# Angeln skillen schneller mit Patch 2.4?



## Mr. Jonson (1. April 2008)

Hallo!

Ich habe vor ungefähr zwei Wochen angefangen Angeln zu skillen. Zuerst habe ich bis Fertigkeitslevel 180 geskillt und dann erstmal eine kleine Pause eingelegt um mir den neuen Content anzusehen. Bis zur Fertigkeitsstufe 180 hat die Anzahl an Fischen die ich für einen Punkt gebraucht habe sehr gut mit dieser Webseite übereingestimmt:
http://www.schneehasen.org/Angeln.htm
D.h. mit 180 Fertigkeitspunkten habe ich 5 oder mit Glück 4 Fische gebraucht um einen Skillpunkt zu bekommen.

Gestern Nacht habe ich dann zum erstenmal seit Erscheinen von Patch 2.4. wieder zur Angel gegriffen und in Ogrimmar schnell auf 192 geskillt. Auffälligerweise habe ich da nur 3 Fische bzw. für die letzen paar PUnkte ab 188 (laut dem obigen Guide braucht man da 6 Fische) 4 Fische gebraucht.

Ist irgendjemand sonst bereits ähnliches aufgefallen?
Ist das vielleicht eine nicht dokumentierte Änderung mit dem Patch?
Oder gibt es für Angeln skillen auch so etwas wie einen Ruhebonus?

Hoffe mal dass mir da jemand weiterhelfen kann!


----------



## Meela (2. April 2008)

Hallo Jonson!

Ich habe vor etwa einem halben Jahr bei einem meiner Chars angeln hochgeskillt und es war sehr viel Zeit die ich ins das Skillen stecken musste.

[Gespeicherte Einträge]
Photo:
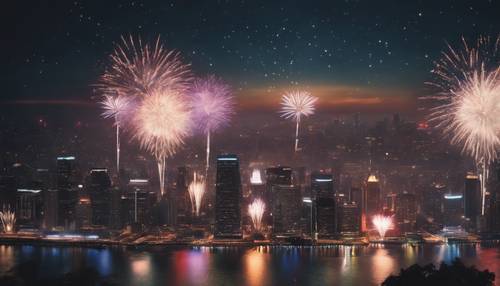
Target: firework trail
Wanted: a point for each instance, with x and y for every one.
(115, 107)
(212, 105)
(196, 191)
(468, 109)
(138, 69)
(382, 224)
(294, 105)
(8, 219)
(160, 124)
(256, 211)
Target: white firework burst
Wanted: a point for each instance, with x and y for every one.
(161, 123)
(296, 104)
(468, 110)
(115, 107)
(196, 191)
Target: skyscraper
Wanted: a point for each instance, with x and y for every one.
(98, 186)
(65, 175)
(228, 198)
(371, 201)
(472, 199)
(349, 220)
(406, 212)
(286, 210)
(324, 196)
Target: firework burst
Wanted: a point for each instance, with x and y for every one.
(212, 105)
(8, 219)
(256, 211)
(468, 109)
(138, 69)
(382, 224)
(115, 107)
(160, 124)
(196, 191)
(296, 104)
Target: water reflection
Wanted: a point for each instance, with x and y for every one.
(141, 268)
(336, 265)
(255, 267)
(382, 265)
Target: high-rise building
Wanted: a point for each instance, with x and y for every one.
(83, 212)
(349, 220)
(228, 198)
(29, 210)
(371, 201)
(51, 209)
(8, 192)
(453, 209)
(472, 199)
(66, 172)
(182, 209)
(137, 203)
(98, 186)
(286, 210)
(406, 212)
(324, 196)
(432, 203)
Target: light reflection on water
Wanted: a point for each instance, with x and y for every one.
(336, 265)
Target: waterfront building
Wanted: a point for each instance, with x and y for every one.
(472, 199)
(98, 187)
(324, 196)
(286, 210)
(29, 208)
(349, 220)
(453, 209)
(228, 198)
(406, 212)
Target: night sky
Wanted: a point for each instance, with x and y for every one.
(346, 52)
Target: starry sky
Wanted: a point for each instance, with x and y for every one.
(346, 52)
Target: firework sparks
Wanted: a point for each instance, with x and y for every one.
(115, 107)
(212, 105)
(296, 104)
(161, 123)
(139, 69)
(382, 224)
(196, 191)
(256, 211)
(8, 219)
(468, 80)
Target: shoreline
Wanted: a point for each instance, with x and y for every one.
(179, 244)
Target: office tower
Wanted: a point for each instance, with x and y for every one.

Arbeitsaufträge:
- A) Bis zu welcher Fertigkeitsstufe hat Mr. Jonson laut dem Forenthread zum Angeln geskillt, bevor er eine kleine Pause einlegte?
- B) Zähle die Zeilen der Liste, in denen das Wort „burst“ vorkommt, und nenne nur die Zahl.
Die Liste hat mit dem Forenthread zum Angeln nichts zu tun.

Vollständige Antworten:
- A) Er hat bis Fertigkeitslevel 180 geskillt.

- B) 2